● TEXT EXCERPT:
====================
Britain’s booming creator economy is fuelling a surge in “side hustles”, with millions of people turning content creation into extra income — but new research suggests many could face unexpected tax bills.
According to Tide, the UK’s leading business management platform, the average social media earner now makes £1,223 a year — exceeding the HMRC £1,000 trading allowance that lets individuals earn small sums tax-free.
Yet more than half of social media users remain unaware of the rule, putting them at risk of self-assessment penalties that start at £100 and can quickly escalate.
Tide’s study found that 42% of UK adults have received either money or gifts in exchange for social media posts on platforms such as TikTok, Instagram, X (Twitter) and YouTube.
For some, this means small perks or free products. But for a growing number of creators — particularly younger users — it has evolved into a significant revenue stream.
A fifth (21%) of earners now make more than £1,000 a year from their content, while 55% of 18–24-year-olds report earning from social media — the highest of any age group. Despite this, only 36% of young creators have filed a tax return with HMRC.
The problem, says Tide’s UK Managing Director, Heather Cobb, is that many casual creators don’t realise their side hustles count as taxable income:
“It’s great that TikTok and Instagram have opened new ways for people to earn. But even if you’re paid in free products, those items have a value — and that value counts towards the £1,000 allowance. If you don’t track it, you could face unexpected penalties.”
Under HMRC’s trading allowance, individuals can earn up to £1,000 in gross income from self-employment or side hustles each tax year before needing to declare it. Once earnings exceed that amount — whether through cash payments or the value of gifted items — individuals must register for self-assessment and report their income.
Only 44% of those who earn from content creation say they have done so. With late filing fines and “failure to notify” penalties potentially running into thousands of pounds, Tide estimates that total fines across the UK could exceed £2 million annually.
Cobb urged creators to separate business income from personal finances early on: “Track your earnings from day one. Open a separate business account, keep receipts, and record the value of gifts. Tools like Tide Accounting can help manage tax and expenses easily.”
====================
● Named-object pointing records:
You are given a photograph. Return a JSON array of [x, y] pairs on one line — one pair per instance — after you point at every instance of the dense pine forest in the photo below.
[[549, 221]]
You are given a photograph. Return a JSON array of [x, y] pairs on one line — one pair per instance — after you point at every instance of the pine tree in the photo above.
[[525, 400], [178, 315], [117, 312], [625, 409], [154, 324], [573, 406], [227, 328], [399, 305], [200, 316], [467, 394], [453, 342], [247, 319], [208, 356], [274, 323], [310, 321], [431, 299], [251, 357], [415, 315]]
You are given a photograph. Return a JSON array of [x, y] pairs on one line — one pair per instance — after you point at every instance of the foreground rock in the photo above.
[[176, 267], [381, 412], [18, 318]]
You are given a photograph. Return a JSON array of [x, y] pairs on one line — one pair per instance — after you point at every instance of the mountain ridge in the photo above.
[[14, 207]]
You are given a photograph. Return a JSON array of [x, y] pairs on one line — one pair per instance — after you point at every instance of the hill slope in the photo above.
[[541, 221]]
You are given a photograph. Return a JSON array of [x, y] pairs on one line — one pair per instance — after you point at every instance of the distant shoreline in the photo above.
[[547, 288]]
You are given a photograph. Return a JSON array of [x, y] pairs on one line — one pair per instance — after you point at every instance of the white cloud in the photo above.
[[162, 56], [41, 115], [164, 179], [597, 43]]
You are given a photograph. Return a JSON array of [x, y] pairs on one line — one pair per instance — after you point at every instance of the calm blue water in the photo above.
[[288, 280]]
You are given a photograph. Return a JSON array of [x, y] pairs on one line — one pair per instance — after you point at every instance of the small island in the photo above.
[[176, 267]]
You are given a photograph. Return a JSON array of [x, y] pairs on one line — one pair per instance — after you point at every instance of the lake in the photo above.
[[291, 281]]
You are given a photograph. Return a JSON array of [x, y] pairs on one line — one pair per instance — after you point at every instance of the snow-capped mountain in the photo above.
====================
● COMPLETE THE FOLLOWING:
[1] Name every social media platform mentioned in the creator economy article.
[2] Retype the stretch of the creator economy article from "Tide’s study found" through "(Twitter) and YouTube.".
The listing is not needed for any of the work here.

● OUTPUTS IN ORDER:
[1] TikTok, Instagram, X (Twitter), YouTube

[2]
Tide’s study found that 42% of UK adults have received either money or gifts in exchange for social media posts on platforms such as TikTok, Instagram, X (Twitter) and YouTube.